[Recorded data]
##########

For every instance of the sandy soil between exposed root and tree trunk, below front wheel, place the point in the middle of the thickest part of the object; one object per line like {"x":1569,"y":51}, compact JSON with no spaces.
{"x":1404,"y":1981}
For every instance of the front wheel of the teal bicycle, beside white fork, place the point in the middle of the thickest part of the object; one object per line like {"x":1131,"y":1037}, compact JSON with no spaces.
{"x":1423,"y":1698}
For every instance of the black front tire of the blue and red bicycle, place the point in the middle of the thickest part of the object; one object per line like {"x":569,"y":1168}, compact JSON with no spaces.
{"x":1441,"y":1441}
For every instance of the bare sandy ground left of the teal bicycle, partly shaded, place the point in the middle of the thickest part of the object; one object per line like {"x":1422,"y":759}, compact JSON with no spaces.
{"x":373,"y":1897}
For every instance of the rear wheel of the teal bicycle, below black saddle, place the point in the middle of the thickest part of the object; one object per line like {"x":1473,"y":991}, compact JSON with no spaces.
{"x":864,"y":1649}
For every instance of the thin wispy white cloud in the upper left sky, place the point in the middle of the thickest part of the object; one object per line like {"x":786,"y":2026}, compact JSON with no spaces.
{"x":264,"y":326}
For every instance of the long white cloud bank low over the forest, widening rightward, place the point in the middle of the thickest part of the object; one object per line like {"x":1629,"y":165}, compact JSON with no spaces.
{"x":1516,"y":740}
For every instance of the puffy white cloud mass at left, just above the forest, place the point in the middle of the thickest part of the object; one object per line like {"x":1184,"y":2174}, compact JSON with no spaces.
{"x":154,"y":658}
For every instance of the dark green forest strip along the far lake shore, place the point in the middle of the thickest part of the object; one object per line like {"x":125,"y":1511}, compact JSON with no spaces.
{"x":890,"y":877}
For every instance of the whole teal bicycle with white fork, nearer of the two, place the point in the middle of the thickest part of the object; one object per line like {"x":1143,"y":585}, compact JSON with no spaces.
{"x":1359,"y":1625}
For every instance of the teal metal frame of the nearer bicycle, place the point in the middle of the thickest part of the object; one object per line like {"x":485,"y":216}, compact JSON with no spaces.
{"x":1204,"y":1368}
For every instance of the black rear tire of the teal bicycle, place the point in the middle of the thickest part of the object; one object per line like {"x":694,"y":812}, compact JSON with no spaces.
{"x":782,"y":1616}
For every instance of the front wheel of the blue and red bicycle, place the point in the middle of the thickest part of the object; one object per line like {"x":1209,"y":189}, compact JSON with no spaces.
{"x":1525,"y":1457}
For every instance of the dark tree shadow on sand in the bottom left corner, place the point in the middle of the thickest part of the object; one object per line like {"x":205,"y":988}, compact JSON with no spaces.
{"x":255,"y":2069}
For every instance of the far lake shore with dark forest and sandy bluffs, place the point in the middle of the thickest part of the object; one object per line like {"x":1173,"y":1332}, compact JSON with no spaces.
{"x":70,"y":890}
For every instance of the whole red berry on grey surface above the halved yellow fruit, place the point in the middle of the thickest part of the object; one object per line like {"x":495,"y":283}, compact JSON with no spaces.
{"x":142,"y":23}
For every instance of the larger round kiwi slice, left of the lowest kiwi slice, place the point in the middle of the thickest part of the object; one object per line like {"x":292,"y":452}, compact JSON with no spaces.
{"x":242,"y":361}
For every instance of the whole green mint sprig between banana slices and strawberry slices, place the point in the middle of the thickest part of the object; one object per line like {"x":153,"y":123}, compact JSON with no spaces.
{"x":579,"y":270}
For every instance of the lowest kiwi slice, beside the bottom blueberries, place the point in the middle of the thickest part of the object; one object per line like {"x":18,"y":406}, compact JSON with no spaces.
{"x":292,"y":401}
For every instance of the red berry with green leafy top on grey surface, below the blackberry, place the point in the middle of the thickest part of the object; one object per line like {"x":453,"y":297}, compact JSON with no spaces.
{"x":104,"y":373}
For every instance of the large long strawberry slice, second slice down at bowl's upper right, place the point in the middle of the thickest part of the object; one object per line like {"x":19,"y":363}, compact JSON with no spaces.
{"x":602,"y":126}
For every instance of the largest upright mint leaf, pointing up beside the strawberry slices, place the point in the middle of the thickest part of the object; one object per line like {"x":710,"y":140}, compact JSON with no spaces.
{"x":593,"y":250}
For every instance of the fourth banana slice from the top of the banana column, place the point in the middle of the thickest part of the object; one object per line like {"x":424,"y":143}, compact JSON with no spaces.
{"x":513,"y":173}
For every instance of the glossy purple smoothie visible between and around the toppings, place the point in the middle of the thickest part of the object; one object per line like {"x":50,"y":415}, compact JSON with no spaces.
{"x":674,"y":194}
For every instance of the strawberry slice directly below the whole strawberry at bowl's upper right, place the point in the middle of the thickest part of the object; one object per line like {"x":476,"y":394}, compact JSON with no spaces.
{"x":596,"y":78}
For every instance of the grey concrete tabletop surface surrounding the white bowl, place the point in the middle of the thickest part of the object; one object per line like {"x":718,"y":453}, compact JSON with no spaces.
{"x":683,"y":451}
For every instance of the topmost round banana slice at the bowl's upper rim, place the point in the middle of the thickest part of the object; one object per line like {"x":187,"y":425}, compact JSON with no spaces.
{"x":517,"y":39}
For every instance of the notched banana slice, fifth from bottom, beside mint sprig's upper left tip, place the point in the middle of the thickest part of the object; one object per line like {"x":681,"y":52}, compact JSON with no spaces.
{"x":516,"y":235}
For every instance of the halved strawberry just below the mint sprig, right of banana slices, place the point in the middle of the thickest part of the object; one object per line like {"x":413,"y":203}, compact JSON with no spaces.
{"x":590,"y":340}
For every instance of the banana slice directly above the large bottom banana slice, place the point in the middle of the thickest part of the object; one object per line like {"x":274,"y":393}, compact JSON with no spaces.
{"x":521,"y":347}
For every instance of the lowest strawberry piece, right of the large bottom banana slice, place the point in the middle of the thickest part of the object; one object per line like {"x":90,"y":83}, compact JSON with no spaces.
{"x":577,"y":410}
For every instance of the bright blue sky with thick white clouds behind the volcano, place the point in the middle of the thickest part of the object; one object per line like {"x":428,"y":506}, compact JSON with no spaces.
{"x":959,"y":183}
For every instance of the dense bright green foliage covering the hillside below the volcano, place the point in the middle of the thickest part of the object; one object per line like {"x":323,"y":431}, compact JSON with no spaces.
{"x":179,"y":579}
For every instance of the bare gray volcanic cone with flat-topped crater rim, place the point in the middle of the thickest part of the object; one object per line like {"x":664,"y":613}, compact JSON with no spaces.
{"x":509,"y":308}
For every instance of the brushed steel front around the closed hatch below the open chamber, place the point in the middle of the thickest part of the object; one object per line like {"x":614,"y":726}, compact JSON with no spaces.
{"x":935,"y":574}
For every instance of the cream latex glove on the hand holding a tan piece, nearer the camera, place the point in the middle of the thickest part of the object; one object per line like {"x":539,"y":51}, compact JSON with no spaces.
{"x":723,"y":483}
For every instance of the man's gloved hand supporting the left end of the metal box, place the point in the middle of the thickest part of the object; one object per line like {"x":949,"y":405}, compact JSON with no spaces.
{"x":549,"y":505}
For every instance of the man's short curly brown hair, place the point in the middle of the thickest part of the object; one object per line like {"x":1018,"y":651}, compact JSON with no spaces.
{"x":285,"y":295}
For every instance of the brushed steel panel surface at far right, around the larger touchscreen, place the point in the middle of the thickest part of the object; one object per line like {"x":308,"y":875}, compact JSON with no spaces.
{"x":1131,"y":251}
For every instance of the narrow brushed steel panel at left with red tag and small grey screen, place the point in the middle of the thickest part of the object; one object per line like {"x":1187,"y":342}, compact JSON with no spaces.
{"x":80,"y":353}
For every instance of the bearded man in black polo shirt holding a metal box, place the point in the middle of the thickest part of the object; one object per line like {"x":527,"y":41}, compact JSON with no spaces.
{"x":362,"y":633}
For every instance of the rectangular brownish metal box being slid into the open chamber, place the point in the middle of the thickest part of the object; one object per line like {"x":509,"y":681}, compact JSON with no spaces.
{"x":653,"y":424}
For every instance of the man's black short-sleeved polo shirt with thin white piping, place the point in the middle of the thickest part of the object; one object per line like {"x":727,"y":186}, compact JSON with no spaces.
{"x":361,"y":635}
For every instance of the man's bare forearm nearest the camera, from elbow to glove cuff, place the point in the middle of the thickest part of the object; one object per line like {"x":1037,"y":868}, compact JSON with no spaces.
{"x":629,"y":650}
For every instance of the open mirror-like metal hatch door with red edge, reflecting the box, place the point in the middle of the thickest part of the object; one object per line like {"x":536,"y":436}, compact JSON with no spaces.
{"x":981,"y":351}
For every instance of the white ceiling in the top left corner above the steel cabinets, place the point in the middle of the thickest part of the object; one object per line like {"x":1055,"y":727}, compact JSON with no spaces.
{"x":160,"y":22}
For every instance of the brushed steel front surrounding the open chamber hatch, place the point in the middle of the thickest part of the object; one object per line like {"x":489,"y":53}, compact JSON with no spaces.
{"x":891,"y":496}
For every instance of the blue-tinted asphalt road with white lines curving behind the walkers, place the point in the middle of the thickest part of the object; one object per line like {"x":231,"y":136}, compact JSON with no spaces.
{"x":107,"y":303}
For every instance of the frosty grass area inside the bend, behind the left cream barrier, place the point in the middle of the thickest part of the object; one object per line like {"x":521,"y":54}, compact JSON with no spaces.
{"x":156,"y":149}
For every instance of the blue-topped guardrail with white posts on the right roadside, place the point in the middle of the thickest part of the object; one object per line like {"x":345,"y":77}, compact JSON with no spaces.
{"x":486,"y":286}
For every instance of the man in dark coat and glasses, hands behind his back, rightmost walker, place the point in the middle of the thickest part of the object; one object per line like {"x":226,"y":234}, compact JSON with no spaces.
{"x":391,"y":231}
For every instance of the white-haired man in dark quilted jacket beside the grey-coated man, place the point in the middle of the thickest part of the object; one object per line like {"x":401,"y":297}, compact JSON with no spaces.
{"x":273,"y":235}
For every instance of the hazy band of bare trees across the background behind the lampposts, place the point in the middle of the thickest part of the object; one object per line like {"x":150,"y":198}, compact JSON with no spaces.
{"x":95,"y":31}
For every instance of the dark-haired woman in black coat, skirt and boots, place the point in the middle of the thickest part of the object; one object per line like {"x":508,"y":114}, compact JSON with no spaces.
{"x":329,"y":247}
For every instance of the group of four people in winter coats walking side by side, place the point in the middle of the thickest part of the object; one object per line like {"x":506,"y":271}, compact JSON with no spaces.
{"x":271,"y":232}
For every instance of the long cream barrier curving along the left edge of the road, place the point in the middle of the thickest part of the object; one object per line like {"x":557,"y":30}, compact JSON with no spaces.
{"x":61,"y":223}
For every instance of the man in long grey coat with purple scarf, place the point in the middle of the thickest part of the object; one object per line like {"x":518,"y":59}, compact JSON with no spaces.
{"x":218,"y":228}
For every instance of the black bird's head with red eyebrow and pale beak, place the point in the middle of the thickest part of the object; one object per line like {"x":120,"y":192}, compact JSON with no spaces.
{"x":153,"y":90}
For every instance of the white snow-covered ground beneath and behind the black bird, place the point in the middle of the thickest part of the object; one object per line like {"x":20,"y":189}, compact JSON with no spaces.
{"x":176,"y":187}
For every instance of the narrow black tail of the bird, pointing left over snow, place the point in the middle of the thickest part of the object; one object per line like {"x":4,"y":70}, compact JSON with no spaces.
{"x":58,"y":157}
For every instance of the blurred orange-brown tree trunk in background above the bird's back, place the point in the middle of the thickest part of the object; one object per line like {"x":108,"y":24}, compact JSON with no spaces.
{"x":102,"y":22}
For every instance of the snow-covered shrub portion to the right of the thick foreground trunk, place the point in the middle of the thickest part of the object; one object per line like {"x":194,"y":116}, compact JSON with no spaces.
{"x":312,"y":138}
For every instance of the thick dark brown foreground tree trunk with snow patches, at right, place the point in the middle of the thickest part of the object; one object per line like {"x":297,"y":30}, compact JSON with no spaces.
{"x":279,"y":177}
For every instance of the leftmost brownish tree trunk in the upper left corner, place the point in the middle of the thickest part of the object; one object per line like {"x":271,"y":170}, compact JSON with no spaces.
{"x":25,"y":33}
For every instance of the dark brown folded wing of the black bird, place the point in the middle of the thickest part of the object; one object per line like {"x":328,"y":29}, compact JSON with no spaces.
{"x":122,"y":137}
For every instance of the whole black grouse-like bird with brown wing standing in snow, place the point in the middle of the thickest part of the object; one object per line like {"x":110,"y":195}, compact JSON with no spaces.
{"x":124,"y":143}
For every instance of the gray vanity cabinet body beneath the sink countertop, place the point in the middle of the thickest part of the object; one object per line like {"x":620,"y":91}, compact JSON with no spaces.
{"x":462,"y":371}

##########

What is expected => Could you output the lines above, exactly as written, from the one containing "For every instance of the dark brown" through the last, with both ends included and no others?

Response to this task =>
For every instance of the dark brown folded wing of the black bird, place the point in the middle of the thickest part of the object; one object per line like {"x":328,"y":29}, compact JSON with no spaces.
{"x":122,"y":137}
For every instance of the whole black grouse-like bird with brown wing standing in snow, place the point in the middle of the thickest part of the object; one object per line like {"x":110,"y":195}, compact JSON with no spaces.
{"x":124,"y":143}
For every instance of the gray vanity cabinet body beneath the sink countertop, place the point in the middle of the thickest part of the object; one object per line like {"x":620,"y":91}, compact JSON with no spaces.
{"x":462,"y":371}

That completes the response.